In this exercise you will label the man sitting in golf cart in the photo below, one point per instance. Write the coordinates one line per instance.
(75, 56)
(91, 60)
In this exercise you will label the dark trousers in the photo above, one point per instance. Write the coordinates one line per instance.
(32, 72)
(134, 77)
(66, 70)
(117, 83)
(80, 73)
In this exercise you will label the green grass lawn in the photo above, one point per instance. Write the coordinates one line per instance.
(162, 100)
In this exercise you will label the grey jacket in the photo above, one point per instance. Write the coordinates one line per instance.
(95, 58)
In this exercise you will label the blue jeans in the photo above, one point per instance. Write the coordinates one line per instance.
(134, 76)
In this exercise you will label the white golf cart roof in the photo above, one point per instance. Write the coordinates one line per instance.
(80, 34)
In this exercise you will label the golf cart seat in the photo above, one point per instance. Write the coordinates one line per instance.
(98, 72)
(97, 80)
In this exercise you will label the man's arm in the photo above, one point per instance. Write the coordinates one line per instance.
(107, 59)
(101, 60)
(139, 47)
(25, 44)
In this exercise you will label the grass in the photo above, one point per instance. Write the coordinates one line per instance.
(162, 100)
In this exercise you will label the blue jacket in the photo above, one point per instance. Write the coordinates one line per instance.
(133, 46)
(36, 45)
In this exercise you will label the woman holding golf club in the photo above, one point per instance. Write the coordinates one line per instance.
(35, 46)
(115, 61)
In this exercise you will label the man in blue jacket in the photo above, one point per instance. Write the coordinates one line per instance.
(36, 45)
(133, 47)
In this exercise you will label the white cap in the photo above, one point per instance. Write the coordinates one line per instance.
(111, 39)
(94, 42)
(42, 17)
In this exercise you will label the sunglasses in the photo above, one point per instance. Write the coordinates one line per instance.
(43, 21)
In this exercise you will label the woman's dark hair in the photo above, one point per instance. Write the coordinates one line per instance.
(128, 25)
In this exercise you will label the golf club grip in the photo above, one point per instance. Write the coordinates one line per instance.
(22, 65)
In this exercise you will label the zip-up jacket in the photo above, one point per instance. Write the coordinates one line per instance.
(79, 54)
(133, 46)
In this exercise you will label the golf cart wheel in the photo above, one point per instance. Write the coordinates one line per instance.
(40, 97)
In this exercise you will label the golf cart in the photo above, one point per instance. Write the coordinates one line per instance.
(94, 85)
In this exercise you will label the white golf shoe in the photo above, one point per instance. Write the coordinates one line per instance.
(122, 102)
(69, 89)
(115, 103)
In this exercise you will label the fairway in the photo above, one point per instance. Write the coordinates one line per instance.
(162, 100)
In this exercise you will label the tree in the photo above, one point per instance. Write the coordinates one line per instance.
-=-=-
*The request*:
Rewrite all of the material above as a numbered list, leaving out any blank lines.

*Response to the exercise*:
1. In this exercise you will label the man sitting in golf cart in the photo below, one point per instance. Write the coordinates one line per instance.
2. (75, 56)
3. (91, 60)
4. In this exercise you will label the dark trousers in the photo above, one point per instance. Write the coordinates one line per instance.
5. (32, 72)
6. (134, 77)
7. (66, 70)
8. (117, 83)
9. (80, 73)
10. In this exercise you will label the green grass lawn in the photo above, one point per instance. Write the coordinates one line per instance.
11. (162, 100)
12. In this exercise you will label the grey jacket in the photo above, one point per instance. Write the coordinates one line per instance.
13. (95, 58)
14. In this exercise you will label the blue jeans in the photo above, one point per instance. Write the coordinates one line per instance.
15. (134, 76)
16. In this exercise you will label the white golf cart roof in the photo above, one point per instance. Write the coordinates one line per instance.
17. (80, 34)
18. In this exercise you will label the golf cart seat in the photo above, one point per instance. Write the coordinates one line per instance.
19. (98, 72)
20. (97, 80)
21. In this exercise you will label the man's arm in the photo above, one point per instance. Write the coordinates one line per instance.
22. (107, 59)
23. (101, 60)
24. (139, 47)
25. (25, 44)
26. In this exercise you will label the grass in the photo above, one point per instance. Write the coordinates one line per instance.
27. (162, 100)
28. In this exercise you will label the blue jacket in the photo above, one point per instance. Write the coordinates one line per instance.
29. (133, 46)
30. (36, 45)
31. In this exercise you will label the woman holding golf club in the photo above, one point per instance. Write the coordinates one line per instance.
32. (35, 46)
33. (115, 61)
34. In this exercise you will label the man in blue jacket in the photo above, one point per instance. Write the coordinates one line per instance.
35. (36, 45)
36. (133, 47)
37. In this exercise you will label the white cap in the photo above, one point per instance. Write the coordinates one line per instance.
38. (111, 39)
39. (94, 42)
40. (42, 17)
41. In this exercise you will label the sunglasses in the photo above, one point per instance. Write the coordinates one line per instance.
42. (43, 21)
43. In this exercise you will label the woman's dark hair in the photo above, one point per instance. Write the coordinates one line per instance.
44. (128, 25)
45. In this exercise you will label the golf club grip in the photo above, one point per instance. Write the coordinates one line per instance.
46. (22, 65)
47. In this exercise you will label the zip-up jacket in the photo above, one point per instance. Write the coordinates one line per instance.
48. (79, 54)
49. (133, 46)
50. In this exercise you will label the golf cart wheel in the photo above, one point per instance. Write the coordinates one line per instance.
51. (40, 97)
52. In this exercise you will label the golf cart in the photo above, one point per instance. Write the coordinates one line per instance.
53. (94, 85)
54. In this exercise you will label the white golf shoe in the photo above, one point per instance. Write the coordinates one line per instance.
55. (122, 102)
56. (69, 89)
57. (115, 103)
58. In this exercise you will label the fairway in the photo above, one point per instance. Write the coordinates one line per instance.
59. (162, 100)
60. In this exercise you will label the tree in the photo above, one point per instance. Write the coordinates one line per instance.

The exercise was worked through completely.